- DATA PROVIDED:
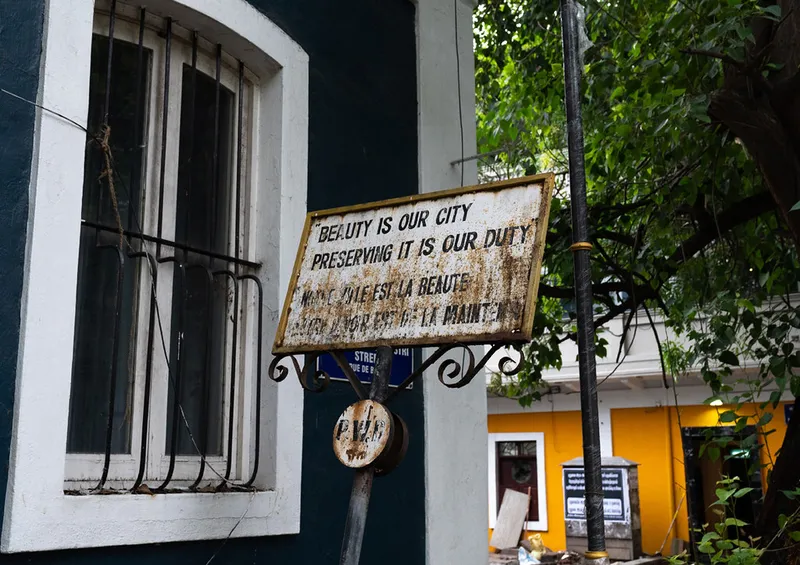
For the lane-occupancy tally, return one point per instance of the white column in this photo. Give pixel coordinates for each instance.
(606, 441)
(456, 471)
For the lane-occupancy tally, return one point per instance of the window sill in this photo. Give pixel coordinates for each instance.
(73, 522)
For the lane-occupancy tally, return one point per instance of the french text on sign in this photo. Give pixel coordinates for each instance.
(456, 266)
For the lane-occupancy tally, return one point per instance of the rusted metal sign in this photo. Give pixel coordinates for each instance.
(454, 266)
(362, 433)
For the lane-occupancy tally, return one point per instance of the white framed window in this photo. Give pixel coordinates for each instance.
(516, 462)
(206, 120)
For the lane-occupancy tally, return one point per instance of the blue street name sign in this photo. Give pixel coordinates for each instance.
(363, 363)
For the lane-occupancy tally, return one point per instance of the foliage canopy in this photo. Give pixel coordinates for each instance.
(689, 189)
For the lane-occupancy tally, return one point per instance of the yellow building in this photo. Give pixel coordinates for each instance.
(659, 428)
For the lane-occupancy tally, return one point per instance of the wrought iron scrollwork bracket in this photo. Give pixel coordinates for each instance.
(451, 372)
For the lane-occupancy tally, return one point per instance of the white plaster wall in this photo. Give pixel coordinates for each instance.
(456, 469)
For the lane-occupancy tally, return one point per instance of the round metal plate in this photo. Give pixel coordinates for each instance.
(362, 433)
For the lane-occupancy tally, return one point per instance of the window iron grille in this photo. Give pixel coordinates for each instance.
(113, 235)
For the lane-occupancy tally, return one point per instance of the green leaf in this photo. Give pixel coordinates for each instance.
(774, 11)
(729, 358)
(735, 522)
(724, 494)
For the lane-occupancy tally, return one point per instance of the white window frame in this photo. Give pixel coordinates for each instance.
(83, 469)
(539, 525)
(38, 514)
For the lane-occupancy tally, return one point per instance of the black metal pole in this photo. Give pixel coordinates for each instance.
(362, 483)
(581, 249)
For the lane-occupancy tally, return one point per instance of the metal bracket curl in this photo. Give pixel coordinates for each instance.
(452, 368)
(312, 380)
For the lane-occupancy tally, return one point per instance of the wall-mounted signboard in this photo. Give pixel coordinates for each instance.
(454, 266)
(362, 361)
(615, 495)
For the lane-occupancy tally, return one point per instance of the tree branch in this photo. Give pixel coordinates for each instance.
(739, 213)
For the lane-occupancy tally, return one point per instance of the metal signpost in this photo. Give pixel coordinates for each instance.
(444, 269)
(583, 285)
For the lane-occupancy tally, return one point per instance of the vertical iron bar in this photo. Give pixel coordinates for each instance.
(231, 403)
(204, 402)
(148, 375)
(112, 393)
(190, 136)
(260, 307)
(362, 483)
(215, 184)
(112, 18)
(239, 148)
(176, 385)
(136, 170)
(583, 287)
(164, 116)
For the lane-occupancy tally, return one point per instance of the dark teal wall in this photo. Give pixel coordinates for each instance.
(363, 146)
(20, 48)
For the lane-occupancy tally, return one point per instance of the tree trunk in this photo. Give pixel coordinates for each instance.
(764, 114)
(784, 476)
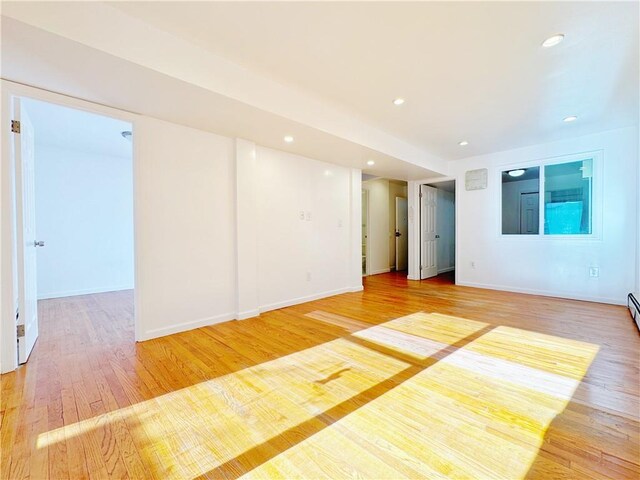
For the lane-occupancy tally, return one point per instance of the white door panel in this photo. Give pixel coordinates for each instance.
(428, 247)
(25, 234)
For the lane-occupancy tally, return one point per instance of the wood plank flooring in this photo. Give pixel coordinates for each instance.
(404, 380)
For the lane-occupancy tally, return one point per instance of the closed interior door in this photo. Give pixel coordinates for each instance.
(402, 233)
(529, 213)
(26, 235)
(428, 250)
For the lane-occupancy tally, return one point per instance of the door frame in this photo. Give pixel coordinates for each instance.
(8, 241)
(367, 249)
(396, 229)
(415, 214)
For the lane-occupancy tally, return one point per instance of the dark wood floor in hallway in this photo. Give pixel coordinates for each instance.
(406, 379)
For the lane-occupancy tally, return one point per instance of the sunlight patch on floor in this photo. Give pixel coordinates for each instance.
(422, 395)
(191, 431)
(480, 412)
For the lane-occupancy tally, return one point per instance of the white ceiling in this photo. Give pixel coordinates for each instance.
(78, 130)
(38, 58)
(468, 70)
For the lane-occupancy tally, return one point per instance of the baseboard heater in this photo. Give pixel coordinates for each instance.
(634, 308)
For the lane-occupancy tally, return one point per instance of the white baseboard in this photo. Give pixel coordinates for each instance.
(84, 291)
(248, 314)
(544, 293)
(205, 322)
(308, 298)
(445, 270)
(185, 326)
(382, 270)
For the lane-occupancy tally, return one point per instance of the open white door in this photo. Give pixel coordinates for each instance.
(27, 322)
(428, 237)
(402, 233)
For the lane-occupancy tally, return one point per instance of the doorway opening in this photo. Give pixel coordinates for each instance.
(385, 225)
(438, 231)
(74, 210)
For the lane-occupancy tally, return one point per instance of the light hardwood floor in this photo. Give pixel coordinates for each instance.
(407, 379)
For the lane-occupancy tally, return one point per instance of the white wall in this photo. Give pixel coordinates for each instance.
(217, 229)
(546, 265)
(446, 228)
(395, 190)
(84, 214)
(303, 224)
(185, 228)
(378, 259)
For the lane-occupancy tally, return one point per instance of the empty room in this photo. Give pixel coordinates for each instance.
(320, 240)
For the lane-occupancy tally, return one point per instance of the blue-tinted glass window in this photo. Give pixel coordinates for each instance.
(568, 198)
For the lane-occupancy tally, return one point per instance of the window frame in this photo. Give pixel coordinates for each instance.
(596, 197)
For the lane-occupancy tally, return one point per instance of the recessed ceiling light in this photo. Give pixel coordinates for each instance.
(553, 40)
(516, 173)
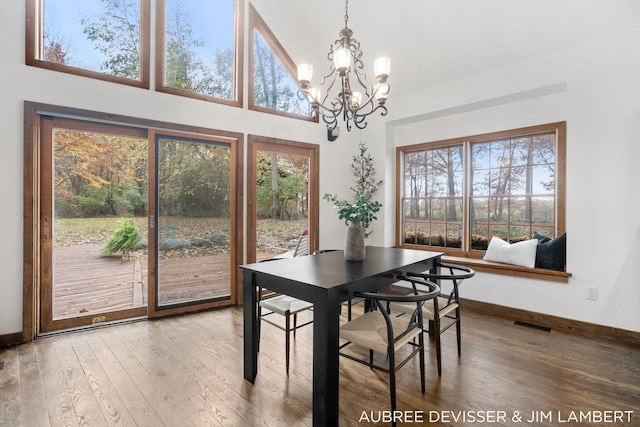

- WHAT YOU NEED TO DO: Retype every record above exactly as written, but leave out the pictures.

- RESULT OF THIS EXERCISE:
For the lane-occupancy tally, return one point per instance of the white column in this photo. Give pixel coordinates for each instance.
(606, 441)
(456, 471)
For the lane-occupancy tally, return one point per instance of the window sill in this photo. Give pixel coordinates for each instance.
(73, 522)
For the lane-occupancy tally, return one point per instance of the french text on sign in this photo. Give pixel coordinates for each instance.
(456, 266)
For the lane-occupancy tally, return one point per instance of the rusted metal sign in this photo. Give pixel coordinates for each instance.
(454, 266)
(362, 433)
For the lane-occupancy tally, return one point per instance of the white framed window in this photo. Give pixel coordinates for each instance.
(516, 462)
(206, 120)
For the lane-occupancy tally, return one point per instance of the blue street name sign in this photo. Give pixel coordinates for each instance.
(363, 363)
For the lane-occupancy tally, return one point per instance of the foliage canopy in this photo. Give pixel coordinates for each instance.
(689, 189)
For the lane-occupancy tally, return one point per instance of the yellow building in this photo. Give pixel coordinates for each instance.
(659, 428)
For the lane-occupancy tally, return one point per instance of the wrought iron scrollwork bracket in this photo. Give pixel coordinates for each instance.
(451, 372)
For the lane-occupancy tally, return one point per instance of the white plaster wall in this photo. Give pixel coordinates for each instance.
(456, 469)
For the lane-occupancy tally, return one point per instance of the round metal plate in this photo. Give pixel coordinates for each instance.
(362, 433)
For the lane-occupancy tally, return one point per instance of the window iron grille in this photo. Give pixel coordinates for each instance.
(113, 235)
For the lane-occupancy tally, return one point per instance of the green leaf in this photo. Give pixel coordinates for each instance.
(774, 11)
(729, 358)
(735, 522)
(724, 494)
For the lane-occupancy tally, return one point per instance of the white window frame in this photo. Give pixel coordinates for each instance.
(83, 469)
(539, 525)
(38, 514)
For the lane-occupancy tally, return one point per instance of the black metal pole in this photo. Give pixel coordinates for each instance.
(362, 483)
(581, 249)
For the lane-occupancy tally, return one point per instance of the metal bracket curl in this photo. Give pixel coordinates for each instance.
(452, 368)
(312, 380)
For the lane-occupancy tally, return one point per instance of the wall-mounted signboard in this photo. Give pixel coordinates for each instance.
(454, 266)
(362, 361)
(615, 495)
For the lane-occupancy tally, return one point per instance of the tree branch in this photo. Give pixel coordinates for each instance.
(739, 213)
For the lane-occupancy tally, return one point per instance of the metal signpost in this photo. Give pixel coordinates for each instance.
(444, 269)
(583, 285)
For the lane-occupancy tally, return one point per instance of the vertical iron bar in this photo. Give pixel coordinates for each instance.
(231, 403)
(204, 402)
(148, 375)
(112, 393)
(190, 136)
(260, 307)
(362, 483)
(215, 184)
(112, 18)
(239, 148)
(176, 385)
(136, 170)
(583, 287)
(164, 116)
For the lane-occupancy tally, return one point per instance of the dark teal wall in this photo. Give pixel coordinates for each instance.
(363, 146)
(20, 48)
For the lane-occupancy tally, return one point per instance of the tree trunk in this photo. Give pixel coordinates for each instance.
(764, 114)
(784, 476)
For the lane-occupancy tally, return one point per instance of the white door panel in this photo. Give pixel coordinates for each instance.
(428, 247)
(25, 234)
For the lane-occupancy tally, return one point per instance of the wood plank flooring in this photo. Give pixel coordinates for each instance.
(404, 380)
For the lane-occupancy tally, return one point per instance of the closed interior door in this photo. Give pixel coordinates for each instance.
(402, 233)
(529, 213)
(26, 235)
(428, 250)
For the lane-occupancy tally, return one point per instance of the door frame in this photo. Give pixel coordinates for each instance.
(8, 241)
(367, 249)
(396, 229)
(415, 214)
For the lane-occupancy tally, return one point per instance of the dark wood floor in hallway in this photo. Give pixel coordinates for each instance.
(406, 379)
For the lane-occupancy tally, return one point per instance of the sunlight patch on floor in this photo. Give pixel coordinates for each instance.
(422, 395)
(191, 431)
(480, 412)
For the lane-occupancy tally, return one point per instance of the white ceiling in this photo. Give pixel coordinates for each instance.
(78, 130)
(38, 58)
(468, 70)
For the lane-occupancy tally, return one point per instance of the baseboard heater in this photo. Give pixel coordinates for each instance.
(634, 308)
For the lane-occupancy tally, return one point per instance of the white baseboard in this photo. Give pixel coordinates for each instance.
(84, 291)
(248, 314)
(544, 293)
(205, 322)
(308, 298)
(445, 270)
(185, 326)
(382, 270)
For the lane-occupancy tally, return one point per instance of the open white door in this photo. Give pixel coordinates for each instance.
(27, 322)
(428, 237)
(402, 233)
For the lane-occupancy tally, return one point per instance of the doorway opening in this photo. Give pixel coordinates for each instance.
(385, 225)
(438, 231)
(74, 210)
For the lane-occupancy tally, return one point per instance of the light hardwood floor in this photo. Give pixel coordinates for each instance.
(407, 379)
For the lane-occupancy tally, return one point per instance of the white wall in this photo. Give pixel coordinates for each instance.
(217, 229)
(546, 265)
(446, 228)
(395, 190)
(84, 214)
(303, 224)
(185, 228)
(378, 259)
For the lane-occupancy tally, return one point per instance of the empty room in this photo. Give pixel coordinates for each instance.
(320, 240)
For the lane-occupancy tally, return one point per instance of the blue-tinted glass window in this photo. Give pixel coordinates for each instance.
(568, 198)
For the lane-occupancy tally, return one point per instance of the window frame in this photo. Give pixel coordinates for each instance.
(596, 197)
For the lane-occupancy tally, return one point per instance of the recessed ceiling light in this photo. Give pixel coordinates for each instance.
(553, 40)
(516, 173)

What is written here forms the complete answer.